Consigne:
Rédigez la suite de l'extrait consacré au lévi et au cohen, en reprenant juste après sa dernière phrase.

Extrait cité:
• • • •
Il importe, en tout cas, de remarquer que le lévi n’est pas du tout le cohen patriarcal. Tout chef de famille était cohen. Dans beaucoup de tribus pieuses, le chef de la tribu s’appelait cohen[19] ; notables s’appelaient cohanim[20]. Ces noms étaient entourés de la plus haute considération. Le lévi, au contraire, n’était qu’une sorte de sacristain, ne voyant du culte que le côté matériel. Aussi la tribu de Lévi (pour parler selon la manière convenue), contribuera-t-elle très peu, du moins avant la captivité, au progrès religieux[21] ; aucun grand prophète ne sera lévite. Le bas prophétisme, au contraire, tiendra beaucoup de l’Égypte. L’habitude de consulter les dieux, qui répondaient par des signes, était un des traits de la religion égyptienne. L’éphod et les devins tireurs de sorts, à la manière du lévite de Mika[22], viennent probablement de là.
• • • •
Données fournies:

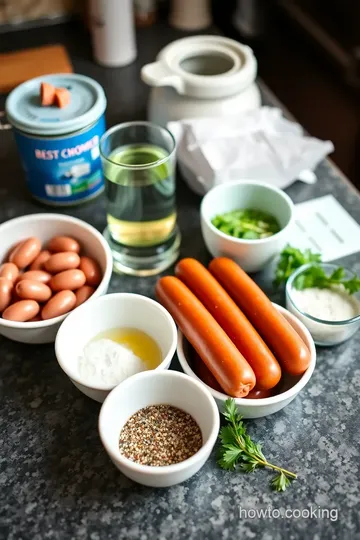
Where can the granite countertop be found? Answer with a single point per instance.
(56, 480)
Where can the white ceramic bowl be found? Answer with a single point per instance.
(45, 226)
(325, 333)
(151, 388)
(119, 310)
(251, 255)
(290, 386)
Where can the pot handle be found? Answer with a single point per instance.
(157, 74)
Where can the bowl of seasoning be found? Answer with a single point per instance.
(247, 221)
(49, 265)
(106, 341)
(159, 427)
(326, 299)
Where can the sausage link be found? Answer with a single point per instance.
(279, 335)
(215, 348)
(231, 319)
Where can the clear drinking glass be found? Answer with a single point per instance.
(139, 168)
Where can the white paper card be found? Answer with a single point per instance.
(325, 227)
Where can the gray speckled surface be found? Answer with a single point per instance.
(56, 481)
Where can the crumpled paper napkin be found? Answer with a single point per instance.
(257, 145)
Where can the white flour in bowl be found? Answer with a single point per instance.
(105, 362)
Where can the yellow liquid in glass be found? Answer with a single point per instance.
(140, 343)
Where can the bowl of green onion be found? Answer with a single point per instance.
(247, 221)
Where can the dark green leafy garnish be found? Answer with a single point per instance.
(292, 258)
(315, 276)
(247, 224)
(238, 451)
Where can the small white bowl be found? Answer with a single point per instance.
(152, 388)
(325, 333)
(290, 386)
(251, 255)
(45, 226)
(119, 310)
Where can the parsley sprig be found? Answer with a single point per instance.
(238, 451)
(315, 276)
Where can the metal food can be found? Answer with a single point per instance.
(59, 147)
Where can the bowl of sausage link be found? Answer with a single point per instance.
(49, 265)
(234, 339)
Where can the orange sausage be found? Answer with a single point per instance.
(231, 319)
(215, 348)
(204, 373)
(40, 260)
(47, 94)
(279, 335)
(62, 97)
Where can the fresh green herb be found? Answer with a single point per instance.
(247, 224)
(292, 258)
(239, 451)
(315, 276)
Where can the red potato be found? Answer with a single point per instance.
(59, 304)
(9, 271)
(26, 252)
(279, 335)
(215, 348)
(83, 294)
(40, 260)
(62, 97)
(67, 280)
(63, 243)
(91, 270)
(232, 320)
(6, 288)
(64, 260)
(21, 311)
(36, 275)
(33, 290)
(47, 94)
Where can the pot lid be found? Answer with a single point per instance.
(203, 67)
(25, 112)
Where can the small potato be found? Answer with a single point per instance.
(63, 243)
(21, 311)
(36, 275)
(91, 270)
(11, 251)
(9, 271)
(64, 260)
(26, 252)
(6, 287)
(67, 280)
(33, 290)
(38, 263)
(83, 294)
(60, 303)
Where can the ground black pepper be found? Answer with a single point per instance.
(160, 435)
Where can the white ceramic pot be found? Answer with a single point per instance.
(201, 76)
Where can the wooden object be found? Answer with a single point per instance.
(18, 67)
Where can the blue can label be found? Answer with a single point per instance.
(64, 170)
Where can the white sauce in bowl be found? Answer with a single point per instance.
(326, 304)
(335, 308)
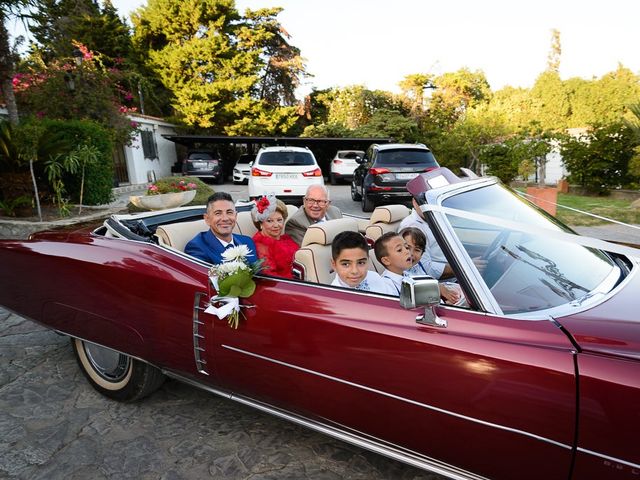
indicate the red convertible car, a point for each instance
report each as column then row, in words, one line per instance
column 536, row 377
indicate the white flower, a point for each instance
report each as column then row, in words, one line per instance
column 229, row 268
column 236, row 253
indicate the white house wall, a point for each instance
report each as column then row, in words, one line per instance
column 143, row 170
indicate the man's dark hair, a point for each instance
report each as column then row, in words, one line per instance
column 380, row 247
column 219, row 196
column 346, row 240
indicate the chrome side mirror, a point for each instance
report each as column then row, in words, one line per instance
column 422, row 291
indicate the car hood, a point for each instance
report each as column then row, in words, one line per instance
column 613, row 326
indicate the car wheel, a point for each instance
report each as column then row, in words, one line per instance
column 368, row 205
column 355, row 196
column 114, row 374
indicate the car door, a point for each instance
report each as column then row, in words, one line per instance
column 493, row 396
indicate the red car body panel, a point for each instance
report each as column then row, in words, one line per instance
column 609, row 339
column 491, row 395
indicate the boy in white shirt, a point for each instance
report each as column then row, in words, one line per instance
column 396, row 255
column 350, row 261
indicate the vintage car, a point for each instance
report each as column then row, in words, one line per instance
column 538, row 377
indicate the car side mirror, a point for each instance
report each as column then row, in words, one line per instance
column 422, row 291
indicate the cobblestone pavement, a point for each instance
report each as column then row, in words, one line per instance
• • • •
Réponse attendue:
En somme, l’Égypte, loin de contribuer au progrès religieux d’Israël, ne fit que semer des obstacles et des dangers dans la voie que le peuple de Dieu devait parcourir. L’Égypte donna le veau d’or, l’éternelle pierre d’achoppement des masses, le serpent d’airain, que les puritains détestaient[23], les oracles menteurs, le lévite, qui fut la lèpre d’Israël, peut-être, la circoncision, qui fut sa plus grande erreur et faillit un moment contrebuter ses destinées. Si l’on excepte l’arche, l’Égypte n’introduisit en Israël que des éléments perturbants, qu’il fallut éliminer, parfois avec crise. Il n’en fut pas de même des données empruntées à la Chaldée. Toutes celles-ci furent fécondes, et, sauf peut-être le nom imprononçable, restèrent des colonnes de la religion. L’humanité croyante en vit encore ; elle doit à ces vieilles fables toute une préhistoire, qu’elle goûte fort, et une cosmogonie, dont elle est très fière. Le génie d’Israël ne vient pas de la Chaldée ; mais la Chaldée lui a fourni les dix premières pages du livre qui a fait son incomparable succès.

L’Égypte, au contraire, lui a fourni peu de germes féconds. Et combien de choses exquises elle tua ! La belle vie jacobélite est finie. Plus de ces nobles types d’aristocrates, fiers, honnêtes, sérieux en religion. L’autorité n’est plus entre les mains du chef de la tribu. Elle se démocratise en quelque sorte. La foule a désormais une voix, et cette voix ne sera pas du tout en faveur du puritanisme religieux. Le culte des élohim va bientôt sembler fade. A tout propos, le peuple regrettera les vulgarités de l’Égypte, et, pour le contenter, il faudra lui élever des Apis aux cornes dorées.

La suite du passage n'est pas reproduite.